◆ **Excerpted text**
§ §
It's been awhile since we had a visit in New York in April and I haven't had a chance to check in with you since coming back here in May.
Somewhat to my surprise, but also my delight, it's like starting over. As a "free-lance" volunteer now, without affiliation, I feel a new energy and a new spirit about being here. But with the advantage of knowing where I am, how things work, and slightly improved language skills. I am finding enjoyments which were lacking before and an unfamiliar vitality in being able to delve into something that sounds interesting, without having to censor myself about it.
My primary focus and commitment this summer is on teaching Anatomy & Physiology at a nursing college in Qubeiba, a village in the West Bank which is one of the four reputed Emmaus sites (although probably the least likely of the four). It's a new branch of Bethlehem University, just two years old. I love being part of something new in the West Bank where so much is stifled, stunted, and worn out.
Our classes are small with only about 13 students in each, divided just about evenly between males and females. The secondary schools here teach English, but not all teach it very well, so most of the students come to nursing college knowing little. Much of their first year is spent on English (the University requires instruction in English) and I am amazed every day by how quickly the students pick it up. So they are not only studying new, complicated, technical material, but they're doing it in a foreign language. I can barely say "Where is the bus station" and they're learning cardiovascular physiology!!
§ §
◆ **Extracted information**

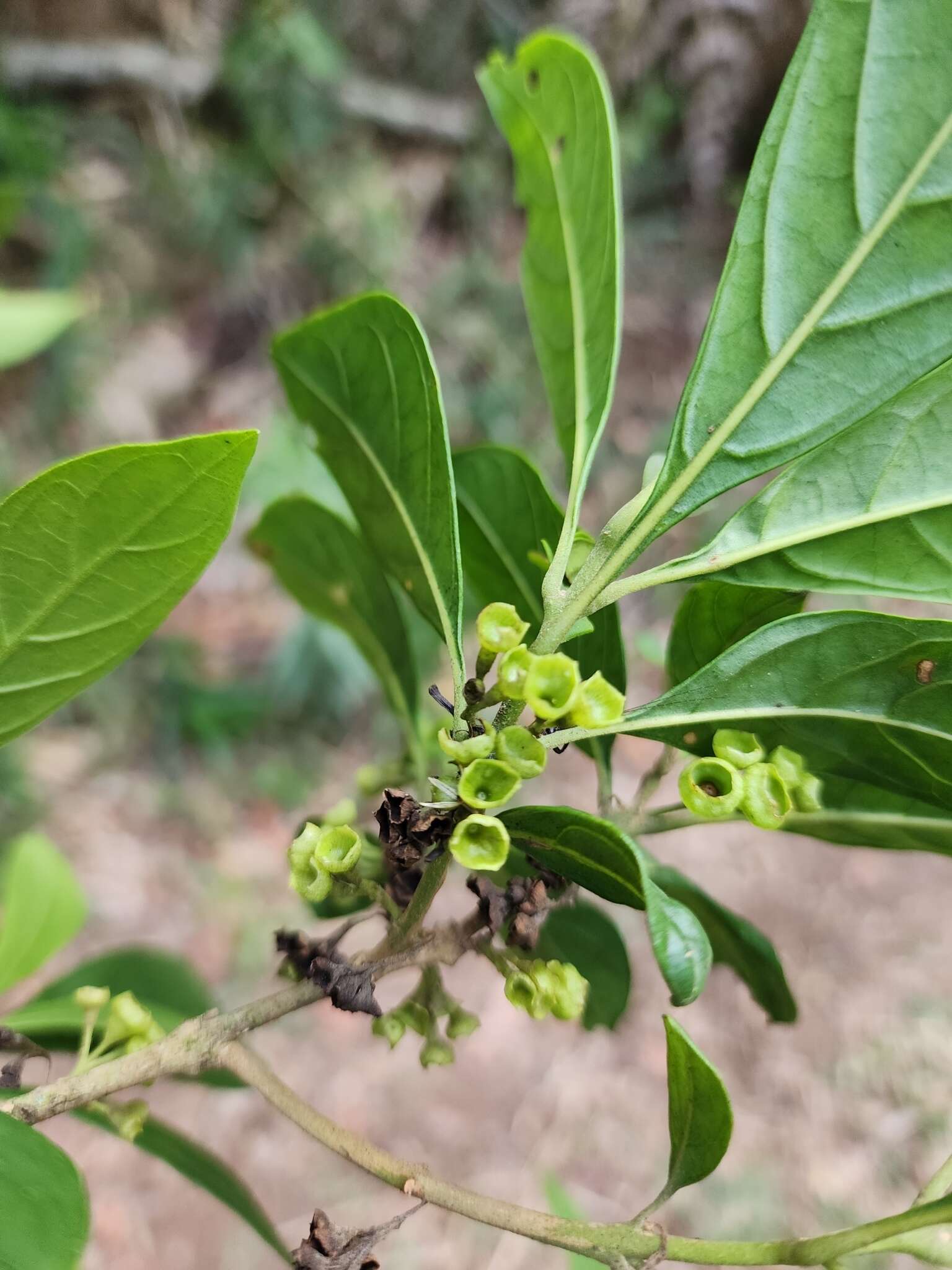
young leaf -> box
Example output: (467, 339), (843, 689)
(666, 582), (806, 683)
(274, 295), (464, 699)
(651, 865), (797, 1024)
(0, 1112), (89, 1270)
(0, 288), (86, 371)
(653, 1015), (734, 1207)
(0, 432), (257, 744)
(0, 833), (86, 992)
(536, 900), (631, 1031)
(247, 497), (418, 733)
(631, 362), (952, 604)
(73, 1108), (288, 1265)
(500, 806), (711, 1006)
(477, 33), (622, 520)
(556, 612), (952, 808)
(594, 0), (952, 577)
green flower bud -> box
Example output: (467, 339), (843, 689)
(437, 722), (496, 767)
(569, 670), (625, 728)
(496, 724), (549, 781)
(371, 1010), (406, 1049)
(449, 812), (509, 873)
(496, 644), (536, 701)
(458, 758), (522, 809)
(740, 763), (793, 829)
(447, 1006), (480, 1040)
(420, 1036), (456, 1067)
(546, 961), (589, 1018)
(713, 728), (767, 767)
(769, 745), (806, 789)
(312, 824), (363, 874)
(526, 653), (580, 719)
(476, 602), (529, 653)
(678, 758), (745, 820)
(73, 984), (109, 1011)
(505, 970), (550, 1018)
(791, 772), (822, 812)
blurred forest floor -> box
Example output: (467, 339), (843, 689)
(0, 0), (952, 1270)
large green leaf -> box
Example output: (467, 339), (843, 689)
(666, 582), (806, 683)
(628, 362), (952, 616)
(500, 806), (711, 1006)
(556, 612), (952, 808)
(651, 858), (803, 1024)
(0, 1112), (89, 1270)
(586, 0), (952, 580)
(0, 288), (86, 371)
(477, 32), (622, 515)
(74, 1109), (288, 1265)
(274, 293), (464, 698)
(0, 833), (86, 992)
(0, 432), (257, 743)
(249, 497), (418, 732)
(655, 1016), (734, 1204)
(536, 900), (631, 1031)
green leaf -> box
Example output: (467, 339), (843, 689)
(0, 288), (86, 371)
(73, 1109), (288, 1265)
(651, 865), (797, 1024)
(536, 900), (631, 1031)
(606, 0), (952, 573)
(274, 293), (464, 699)
(0, 1112), (89, 1270)
(656, 1015), (734, 1202)
(477, 32), (622, 503)
(247, 497), (418, 732)
(500, 806), (711, 1006)
(642, 362), (952, 616)
(545, 1173), (602, 1270)
(0, 833), (86, 992)
(0, 432), (257, 743)
(556, 612), (952, 808)
(666, 582), (806, 683)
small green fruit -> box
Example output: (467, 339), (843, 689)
(496, 644), (536, 701)
(496, 724), (549, 781)
(437, 722), (496, 767)
(449, 813), (509, 873)
(740, 763), (793, 829)
(476, 602), (529, 653)
(678, 758), (745, 820)
(569, 670), (625, 728)
(458, 758), (522, 810)
(713, 728), (767, 767)
(526, 653), (580, 719)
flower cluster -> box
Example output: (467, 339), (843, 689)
(678, 728), (822, 829)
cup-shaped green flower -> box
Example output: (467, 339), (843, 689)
(505, 970), (550, 1018)
(526, 653), (580, 719)
(496, 724), (549, 781)
(713, 728), (767, 767)
(496, 644), (536, 701)
(546, 961), (589, 1018)
(569, 670), (625, 728)
(769, 745), (806, 789)
(312, 824), (363, 874)
(449, 812), (509, 873)
(420, 1036), (456, 1067)
(437, 722), (496, 767)
(678, 758), (745, 820)
(740, 763), (793, 829)
(791, 772), (822, 812)
(457, 758), (522, 812)
(476, 601), (529, 653)
(371, 1010), (406, 1049)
§ §
◆ **Exercise prompt**
Continue the letter about teaching at the nursing college in Qubeiba from the point where it stops.

◆ **Exercise answer**
My admiration for the students and staff is part of what I love about being included in this program, but it's also because this college is giving some young people a chance for a good career where there aren't that many. I feel like part of a community of possibility.
I will teach there in the fall, also. The second half of Anatomy & Physiology and Pediatric Nursing, as well. I met recently with some faculty at a medical school in Nablus about teaching there also but I'm not sure about that. There would be some logistical issues involved in commuting there so I might not take it on, even should they invite me.
And from time to time other opportunities are coming along that bring that sense of "vocation". Tomorrow I'm going to a village near Hebron. A friend lives there and invited me to come visit the Red Crescent clinic in the village. They need medicines and supplies, so I'm going to see what the situation is and then see if I can get someone in the States or Europe interested in helping out. I also accepted an invitation to write some articles for an NGO about the work they're doing. So I'll be visiting people in the West Bank and Gaza who benefit from their help to write their stories. It will let me get to know more people and something about their lives. To know them in their homes, drink tea, and discover how alike we are.
When I was in the States recently, I imagined I would come back here and get involved in lots of human rights issues. I may do, but since coming back I'm finding that my enjoyment really comes mostly from being able to be with people individually. To get to know them. Spend time and listen to what's on their minds. Share the good, share the bad, share the ugly. I love kidding with my students, but also sitting with them and figuring out what we can do to help them grasp the material better so they can succeed. Or enjoying their delight when they make an "A" on a quiz. Or try to encourage when they make a "D".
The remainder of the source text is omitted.